- Set problem 1 -
In the passage on Kahnawake's cigarette trade, how many known contraband smoke shops did the RCMP report in the community in 2006?

- Reading passage -
It is a commercial strip unique in Canada. On a short stretch of highway crossing this Mohawk reserve, one smoke shack after another beckons with signs advertising the low price of $6 for a plastic baggie holding 200 cigarettes.

Some shops opt for such native-inspired names as Wigwam and Bear’s Claw; Another Dam Cigarette Store pokes fun at the proliferation of the businesses. Even the computer store offers a daily special on cigarettes.

The unchecked expansion of contraband cigarette sales has meant an economic windfall for this community of 9,000, just across the St. Lawrence River from Montreal. An RCMP report published last week said there were 125 known contraband smoke shops in Kahnawake in 2006 — more than anywhere else in Canada — with new locations opening all the time.

Shop owners can be seen driving Mercedes and Cadillac Escalades, and the Grand Chief boasts cigarette sales have eliminated unemployment. Nationally, the illegal trade is worth hundreds of millions of dollars a year, according to the RCMP.

But the business comes with a significant cost. The cut-rate cigarettes make smoking affordable for children both on and off the reserve. The head of Imperial Tobacco Canada cited evidence last week that as many as 70% of the cigarette butts found in some Quebec schoolyards are illegal.

Governments are losing out on $1.6-billion a year in taxes. And even Kahnawake Grand Chief Mike Delisle, while defending the Mohawks’ right to sell tax-free tobacco, acknowledges that the lure of easy money has attracted organized crime to his community. “The infiltration now of outside influence and forces and organized crime — gangsterism as they call it –it really can’t be denied,” Chief Delisle said in an interview.

- Record extracts -
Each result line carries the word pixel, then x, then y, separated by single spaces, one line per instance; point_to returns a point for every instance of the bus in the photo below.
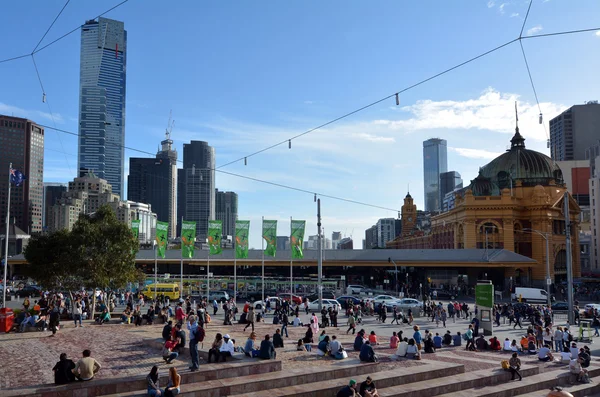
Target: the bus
pixel 169 290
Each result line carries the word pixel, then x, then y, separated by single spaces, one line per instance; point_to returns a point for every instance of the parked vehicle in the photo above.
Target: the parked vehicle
pixel 344 301
pixel 354 289
pixel 530 295
pixel 327 303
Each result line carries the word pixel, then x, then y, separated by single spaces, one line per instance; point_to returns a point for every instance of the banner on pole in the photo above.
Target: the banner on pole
pixel 214 237
pixel 135 228
pixel 297 238
pixel 161 238
pixel 242 229
pixel 270 236
pixel 188 238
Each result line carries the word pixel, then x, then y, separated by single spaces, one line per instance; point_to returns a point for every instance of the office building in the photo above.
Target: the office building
pixel 197 186
pixel 226 211
pixel 154 181
pixel 102 77
pixel 574 131
pixel 386 231
pixel 435 162
pixel 52 193
pixel 22 144
pixel 370 238
pixel 283 243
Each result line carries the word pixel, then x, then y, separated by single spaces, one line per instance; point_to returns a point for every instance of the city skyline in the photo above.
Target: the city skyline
pixel 472 108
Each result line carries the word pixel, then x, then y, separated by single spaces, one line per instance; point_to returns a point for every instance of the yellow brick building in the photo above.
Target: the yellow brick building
pixel 514 198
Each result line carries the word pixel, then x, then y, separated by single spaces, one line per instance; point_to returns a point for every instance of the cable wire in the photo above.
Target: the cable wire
pixel 287 140
pixel 50 27
pixel 297 189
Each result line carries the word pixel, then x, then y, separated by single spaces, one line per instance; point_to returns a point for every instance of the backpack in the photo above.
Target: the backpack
pixel 199 334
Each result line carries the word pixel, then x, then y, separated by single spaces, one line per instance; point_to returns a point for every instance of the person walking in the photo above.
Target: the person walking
pixel 514 366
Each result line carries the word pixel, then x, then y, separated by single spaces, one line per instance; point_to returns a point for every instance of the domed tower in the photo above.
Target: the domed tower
pixel 409 215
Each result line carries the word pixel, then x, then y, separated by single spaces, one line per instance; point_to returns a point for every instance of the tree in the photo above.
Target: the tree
pixel 98 252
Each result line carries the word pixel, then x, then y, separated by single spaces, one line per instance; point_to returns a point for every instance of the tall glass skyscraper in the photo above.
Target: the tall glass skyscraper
pixel 435 162
pixel 102 101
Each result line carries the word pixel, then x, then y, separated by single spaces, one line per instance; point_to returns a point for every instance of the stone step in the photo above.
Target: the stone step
pixel 542 381
pixel 450 384
pixel 398 376
pixel 107 386
pixel 264 382
pixel 579 390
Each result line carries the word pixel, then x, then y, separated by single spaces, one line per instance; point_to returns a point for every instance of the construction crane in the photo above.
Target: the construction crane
pixel 170 125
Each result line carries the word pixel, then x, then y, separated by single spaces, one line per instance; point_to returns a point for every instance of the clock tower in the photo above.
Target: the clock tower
pixel 409 215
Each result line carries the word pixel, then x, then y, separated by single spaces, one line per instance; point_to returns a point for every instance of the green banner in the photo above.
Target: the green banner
pixel 484 295
pixel 270 236
pixel 242 229
pixel 161 238
pixel 135 228
pixel 297 238
pixel 188 238
pixel 214 237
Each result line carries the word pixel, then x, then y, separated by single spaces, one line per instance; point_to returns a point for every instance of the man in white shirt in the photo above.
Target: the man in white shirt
pixel 227 348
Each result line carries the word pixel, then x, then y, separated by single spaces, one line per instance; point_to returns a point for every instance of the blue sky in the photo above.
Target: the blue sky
pixel 243 75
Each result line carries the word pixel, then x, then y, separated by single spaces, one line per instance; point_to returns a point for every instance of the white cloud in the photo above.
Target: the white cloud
pixel 491 111
pixel 534 30
pixel 33 115
pixel 475 153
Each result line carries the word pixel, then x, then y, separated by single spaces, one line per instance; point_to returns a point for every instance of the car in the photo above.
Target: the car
pixel 258 305
pixel 326 295
pixel 442 294
pixel 354 289
pixel 408 303
pixel 296 299
pixel 559 306
pixel 327 303
pixel 29 290
pixel 344 301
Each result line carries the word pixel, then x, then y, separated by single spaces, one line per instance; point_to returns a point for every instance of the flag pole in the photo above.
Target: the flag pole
pixel 6 240
pixel 291 261
pixel 181 265
pixel 235 265
pixel 262 245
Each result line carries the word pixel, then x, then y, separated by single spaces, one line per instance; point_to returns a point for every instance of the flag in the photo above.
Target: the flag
pixel 188 238
pixel 16 177
pixel 161 238
pixel 270 236
pixel 214 237
pixel 242 229
pixel 135 228
pixel 296 239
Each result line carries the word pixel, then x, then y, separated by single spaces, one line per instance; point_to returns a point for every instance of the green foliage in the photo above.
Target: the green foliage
pixel 98 252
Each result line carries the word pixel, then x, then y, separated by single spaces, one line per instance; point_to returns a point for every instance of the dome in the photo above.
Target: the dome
pixel 483 186
pixel 519 163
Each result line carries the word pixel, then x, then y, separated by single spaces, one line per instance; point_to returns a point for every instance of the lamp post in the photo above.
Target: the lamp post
pixel 548 279
pixel 395 273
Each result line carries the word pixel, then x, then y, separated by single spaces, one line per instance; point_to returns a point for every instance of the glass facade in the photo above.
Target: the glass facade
pixel 435 162
pixel 102 101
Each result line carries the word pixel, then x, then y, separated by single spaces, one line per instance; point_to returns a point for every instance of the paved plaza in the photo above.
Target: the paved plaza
pixel 123 351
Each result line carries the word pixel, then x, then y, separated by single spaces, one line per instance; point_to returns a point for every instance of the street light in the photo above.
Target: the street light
pixel 548 279
pixel 395 273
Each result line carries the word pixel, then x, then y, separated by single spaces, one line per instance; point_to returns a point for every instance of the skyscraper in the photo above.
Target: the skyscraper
pixel 154 182
pixel 574 131
pixel 199 188
pixel 435 162
pixel 52 193
pixel 102 101
pixel 22 144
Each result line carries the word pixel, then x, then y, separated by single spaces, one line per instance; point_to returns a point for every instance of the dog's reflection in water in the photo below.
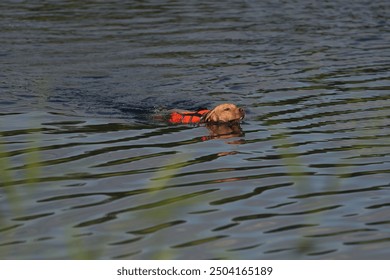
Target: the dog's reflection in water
pixel 224 131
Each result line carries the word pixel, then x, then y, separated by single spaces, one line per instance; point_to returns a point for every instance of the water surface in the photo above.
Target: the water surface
pixel 86 174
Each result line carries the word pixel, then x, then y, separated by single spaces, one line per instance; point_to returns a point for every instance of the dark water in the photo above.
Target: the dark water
pixel 85 175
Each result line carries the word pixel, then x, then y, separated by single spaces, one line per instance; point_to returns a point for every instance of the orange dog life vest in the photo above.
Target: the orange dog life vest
pixel 187 117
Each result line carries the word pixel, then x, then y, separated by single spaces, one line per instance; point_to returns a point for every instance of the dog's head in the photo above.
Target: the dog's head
pixel 224 113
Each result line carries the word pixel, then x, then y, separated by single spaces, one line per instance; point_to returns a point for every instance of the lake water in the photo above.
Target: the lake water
pixel 86 174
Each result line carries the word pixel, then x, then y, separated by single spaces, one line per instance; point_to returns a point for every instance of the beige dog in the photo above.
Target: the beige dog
pixel 223 113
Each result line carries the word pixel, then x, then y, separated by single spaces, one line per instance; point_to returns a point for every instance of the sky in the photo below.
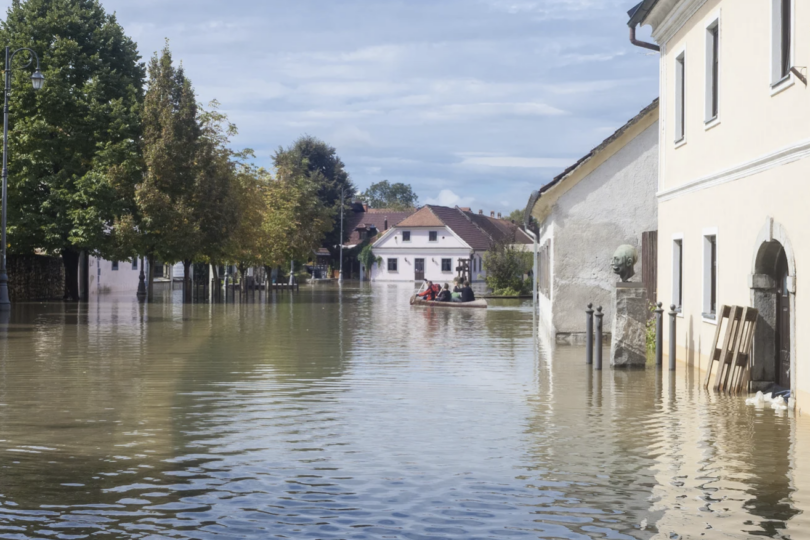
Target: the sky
pixel 472 102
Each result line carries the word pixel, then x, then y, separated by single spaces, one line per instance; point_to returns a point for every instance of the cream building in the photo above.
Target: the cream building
pixel 734 172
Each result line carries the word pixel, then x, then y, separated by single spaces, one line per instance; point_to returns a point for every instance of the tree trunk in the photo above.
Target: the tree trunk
pixel 186 281
pixel 70 259
pixel 150 278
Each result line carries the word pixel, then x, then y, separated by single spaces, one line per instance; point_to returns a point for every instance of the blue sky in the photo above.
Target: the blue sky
pixel 472 102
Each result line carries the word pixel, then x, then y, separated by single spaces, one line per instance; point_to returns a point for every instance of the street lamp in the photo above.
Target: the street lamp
pixel 37 80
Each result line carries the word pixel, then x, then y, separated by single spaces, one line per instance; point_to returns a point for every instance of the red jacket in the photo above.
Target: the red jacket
pixel 430 293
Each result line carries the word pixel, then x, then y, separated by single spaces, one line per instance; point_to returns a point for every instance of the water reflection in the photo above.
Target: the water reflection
pixel 349 414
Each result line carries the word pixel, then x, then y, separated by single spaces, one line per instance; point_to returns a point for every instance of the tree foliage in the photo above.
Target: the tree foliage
pixel 506 265
pixel 321 164
pixel 396 196
pixel 74 145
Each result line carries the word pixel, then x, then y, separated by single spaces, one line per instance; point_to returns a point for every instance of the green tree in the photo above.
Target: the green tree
pixel 167 223
pixel 321 164
pixel 505 266
pixel 74 145
pixel 396 196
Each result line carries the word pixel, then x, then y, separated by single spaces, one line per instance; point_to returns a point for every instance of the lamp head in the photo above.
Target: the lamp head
pixel 37 79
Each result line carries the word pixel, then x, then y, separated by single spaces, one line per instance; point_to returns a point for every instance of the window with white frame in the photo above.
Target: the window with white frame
pixel 677 273
pixel 782 38
pixel 712 70
pixel 680 97
pixel 710 275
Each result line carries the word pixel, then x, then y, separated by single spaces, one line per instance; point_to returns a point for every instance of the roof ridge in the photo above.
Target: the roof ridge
pixel 489 236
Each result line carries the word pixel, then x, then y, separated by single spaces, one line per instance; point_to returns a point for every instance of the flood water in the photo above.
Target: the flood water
pixel 352 415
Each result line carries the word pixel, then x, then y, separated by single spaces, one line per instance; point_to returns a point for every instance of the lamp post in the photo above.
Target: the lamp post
pixel 340 272
pixel 37 80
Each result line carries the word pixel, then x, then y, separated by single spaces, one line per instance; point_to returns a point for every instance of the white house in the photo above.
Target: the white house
pixel 436 241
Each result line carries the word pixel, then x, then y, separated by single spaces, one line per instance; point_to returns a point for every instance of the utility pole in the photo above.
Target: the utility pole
pixel 340 272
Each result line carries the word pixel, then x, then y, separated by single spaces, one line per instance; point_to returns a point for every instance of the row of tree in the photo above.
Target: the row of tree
pixel 119 160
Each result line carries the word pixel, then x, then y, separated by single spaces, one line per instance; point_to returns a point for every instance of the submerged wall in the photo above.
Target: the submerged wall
pixel 35 277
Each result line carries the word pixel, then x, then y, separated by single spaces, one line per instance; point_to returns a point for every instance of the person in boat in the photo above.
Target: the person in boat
pixel 466 293
pixel 445 295
pixel 430 292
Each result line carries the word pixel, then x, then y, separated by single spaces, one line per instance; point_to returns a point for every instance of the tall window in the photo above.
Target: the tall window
pixel 677 273
pixel 709 276
pixel 680 97
pixel 712 71
pixel 782 39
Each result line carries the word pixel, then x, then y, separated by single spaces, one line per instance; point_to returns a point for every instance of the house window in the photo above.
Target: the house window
pixel 677 274
pixel 712 70
pixel 782 40
pixel 710 276
pixel 680 97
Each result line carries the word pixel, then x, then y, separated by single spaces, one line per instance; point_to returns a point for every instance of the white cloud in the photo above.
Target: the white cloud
pixel 447 197
pixel 517 162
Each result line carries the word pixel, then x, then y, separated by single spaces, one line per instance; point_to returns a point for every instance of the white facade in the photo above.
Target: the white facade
pixel 107 277
pixel 438 257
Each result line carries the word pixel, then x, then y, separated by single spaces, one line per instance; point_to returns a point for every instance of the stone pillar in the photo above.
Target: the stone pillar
pixel 629 333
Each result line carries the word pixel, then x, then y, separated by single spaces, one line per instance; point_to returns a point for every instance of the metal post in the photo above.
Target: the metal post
pixel 5 302
pixel 672 337
pixel 599 315
pixel 659 336
pixel 142 284
pixel 340 272
pixel 589 335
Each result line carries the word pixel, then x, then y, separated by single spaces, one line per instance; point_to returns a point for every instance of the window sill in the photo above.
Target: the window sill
pixel 782 85
pixel 709 124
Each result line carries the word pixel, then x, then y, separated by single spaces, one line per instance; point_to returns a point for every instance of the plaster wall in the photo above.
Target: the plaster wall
pixel 611 206
pixel 738 211
pixel 754 120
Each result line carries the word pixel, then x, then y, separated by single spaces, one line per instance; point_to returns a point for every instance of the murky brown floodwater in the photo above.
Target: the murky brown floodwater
pixel 355 416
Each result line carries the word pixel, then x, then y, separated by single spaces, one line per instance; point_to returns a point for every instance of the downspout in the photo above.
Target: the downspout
pixel 642 44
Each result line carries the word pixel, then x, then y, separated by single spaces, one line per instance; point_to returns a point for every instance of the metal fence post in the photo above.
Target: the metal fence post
pixel 599 315
pixel 672 337
pixel 659 336
pixel 589 335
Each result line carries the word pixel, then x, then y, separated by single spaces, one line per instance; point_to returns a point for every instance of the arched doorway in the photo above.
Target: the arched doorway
pixel 772 294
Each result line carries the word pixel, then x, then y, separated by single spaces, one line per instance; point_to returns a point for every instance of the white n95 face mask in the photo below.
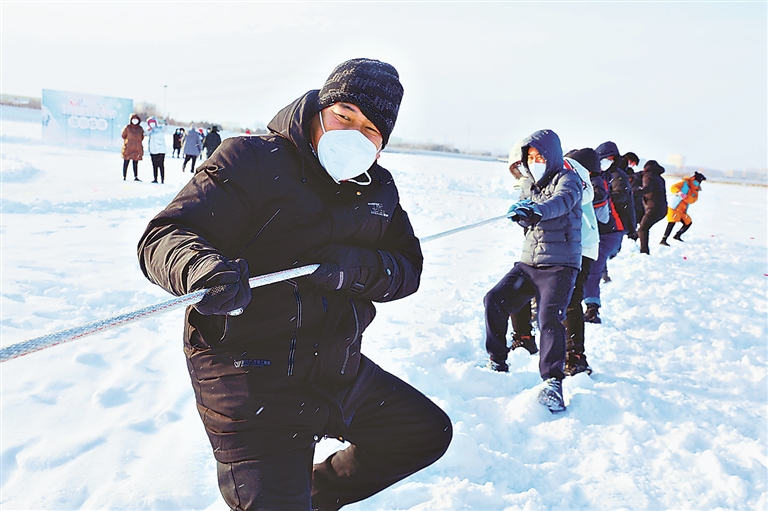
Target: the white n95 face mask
pixel 346 154
pixel 537 170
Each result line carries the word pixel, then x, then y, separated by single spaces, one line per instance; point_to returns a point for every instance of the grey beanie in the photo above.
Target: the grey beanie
pixel 373 86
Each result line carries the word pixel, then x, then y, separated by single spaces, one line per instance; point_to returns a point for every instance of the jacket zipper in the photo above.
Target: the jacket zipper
pixel 292 351
pixel 357 333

- Set problem 2 -
Collect every row above that contains the string "roof". Case counts.

- Complete answer 1 -
125

- Complete answer 2 -
Each result line carries the word pixel, then x, then y, separated by single spaces, one line per instance; point_to returns a point for every instance of the roof ridge in the photo above.
Target: the roof ridge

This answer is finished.